Copy each of the records below word for word, with nothing changed or left out.
========================================
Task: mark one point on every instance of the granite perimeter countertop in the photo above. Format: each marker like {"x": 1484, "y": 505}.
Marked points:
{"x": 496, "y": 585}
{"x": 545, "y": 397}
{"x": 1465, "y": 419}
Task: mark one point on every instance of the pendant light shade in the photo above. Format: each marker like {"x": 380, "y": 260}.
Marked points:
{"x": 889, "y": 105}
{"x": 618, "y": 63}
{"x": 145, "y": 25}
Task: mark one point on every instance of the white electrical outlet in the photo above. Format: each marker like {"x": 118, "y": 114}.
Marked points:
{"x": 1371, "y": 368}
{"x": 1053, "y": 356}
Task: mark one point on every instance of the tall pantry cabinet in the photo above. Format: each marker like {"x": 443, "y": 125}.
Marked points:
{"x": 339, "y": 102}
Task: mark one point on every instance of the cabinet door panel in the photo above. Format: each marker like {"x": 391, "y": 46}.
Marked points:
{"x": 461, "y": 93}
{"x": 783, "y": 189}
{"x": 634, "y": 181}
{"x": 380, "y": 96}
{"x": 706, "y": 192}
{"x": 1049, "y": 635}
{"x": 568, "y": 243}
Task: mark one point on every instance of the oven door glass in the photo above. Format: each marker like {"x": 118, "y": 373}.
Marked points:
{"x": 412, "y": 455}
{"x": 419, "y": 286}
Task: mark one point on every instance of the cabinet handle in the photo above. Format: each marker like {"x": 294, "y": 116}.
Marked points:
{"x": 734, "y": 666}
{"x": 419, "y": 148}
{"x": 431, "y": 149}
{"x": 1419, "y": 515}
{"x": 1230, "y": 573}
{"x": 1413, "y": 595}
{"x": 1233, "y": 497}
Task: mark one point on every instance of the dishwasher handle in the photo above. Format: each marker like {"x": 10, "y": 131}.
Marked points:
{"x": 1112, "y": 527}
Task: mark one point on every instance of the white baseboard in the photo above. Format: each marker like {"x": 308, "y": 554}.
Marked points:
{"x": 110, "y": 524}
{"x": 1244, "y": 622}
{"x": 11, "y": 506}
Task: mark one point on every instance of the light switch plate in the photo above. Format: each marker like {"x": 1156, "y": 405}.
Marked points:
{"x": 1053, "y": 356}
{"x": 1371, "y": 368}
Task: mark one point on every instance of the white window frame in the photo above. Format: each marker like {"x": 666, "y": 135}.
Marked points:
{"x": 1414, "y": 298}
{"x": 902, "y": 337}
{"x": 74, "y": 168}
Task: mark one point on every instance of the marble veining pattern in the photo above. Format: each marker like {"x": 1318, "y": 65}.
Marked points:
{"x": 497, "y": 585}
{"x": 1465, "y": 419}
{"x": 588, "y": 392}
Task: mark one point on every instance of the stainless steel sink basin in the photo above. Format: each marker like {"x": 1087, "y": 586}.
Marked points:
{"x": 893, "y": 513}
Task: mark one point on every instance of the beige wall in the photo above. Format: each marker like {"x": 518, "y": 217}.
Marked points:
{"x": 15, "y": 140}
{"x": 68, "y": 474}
========================================
* [Correct response]:
Task: mark one point on every instance of the granite perimeter countertop in the photo above. Format: each marker like {"x": 1484, "y": 505}.
Marked points:
{"x": 496, "y": 585}
{"x": 545, "y": 397}
{"x": 1465, "y": 419}
Task: mark one point on every instance of the pendant light shade in the photo above. Format: each marker like {"x": 380, "y": 260}.
Marked points:
{"x": 889, "y": 105}
{"x": 618, "y": 63}
{"x": 145, "y": 25}
Task: mark one point on every instance of the white electrical outlet in the photo above. Format: each marker like {"x": 118, "y": 114}.
Marked points:
{"x": 1371, "y": 368}
{"x": 1053, "y": 356}
Task: mark one point on every instance of the tall pantry cabinet in the photo above. Format: each marker like {"x": 443, "y": 125}.
Marked points:
{"x": 339, "y": 102}
Task: mark one point on every instance of the cabinet door panel in the photo above. Format: each marker like {"x": 391, "y": 46}.
Marked points:
{"x": 461, "y": 93}
{"x": 783, "y": 189}
{"x": 634, "y": 181}
{"x": 380, "y": 96}
{"x": 706, "y": 192}
{"x": 1049, "y": 635}
{"x": 568, "y": 243}
Task: mark one point on every instance of the oven door glass in the photo above. Format: each marker like {"x": 118, "y": 373}.
Marked points:
{"x": 412, "y": 455}
{"x": 419, "y": 286}
Task: mark one point on every instance of the cabinet handle in the photo above. Format: each marker like {"x": 294, "y": 116}.
Marked points:
{"x": 734, "y": 666}
{"x": 419, "y": 148}
{"x": 431, "y": 149}
{"x": 1419, "y": 515}
{"x": 1230, "y": 573}
{"x": 1413, "y": 595}
{"x": 1233, "y": 497}
Task: mark one point on every instance of the dishwasher handle in the photo above. Format: each marker like {"x": 10, "y": 131}.
Marked points:
{"x": 1112, "y": 527}
Task: mark one point on every instance of the white baseboard in the photo above. Format: each marker like {"x": 308, "y": 554}.
Marked points:
{"x": 110, "y": 524}
{"x": 1244, "y": 622}
{"x": 11, "y": 506}
Task: mark one point on every instance of the light switch plate in the photo above. Format: each marker like {"x": 1156, "y": 405}.
Marked points:
{"x": 1053, "y": 356}
{"x": 1371, "y": 368}
Task: mark one point on every instance of the white window frame in the photo above. Format: each marker like {"x": 666, "y": 135}.
Marked points:
{"x": 1414, "y": 298}
{"x": 902, "y": 337}
{"x": 74, "y": 168}
Task: mark one point on every instance of the marble veining pattern in the photo above. Format: each marker like {"x": 1318, "y": 65}.
Marked points:
{"x": 497, "y": 585}
{"x": 1465, "y": 419}
{"x": 588, "y": 392}
Task: mark one point on every instance of the stainless steel sink basin in the photo above. Format: each marker like {"x": 1087, "y": 586}.
Marked points:
{"x": 893, "y": 513}
Task: mark one point on every instance of the beige wall in the photo above. Format: each marker like {"x": 518, "y": 217}.
Marked points:
{"x": 15, "y": 140}
{"x": 68, "y": 474}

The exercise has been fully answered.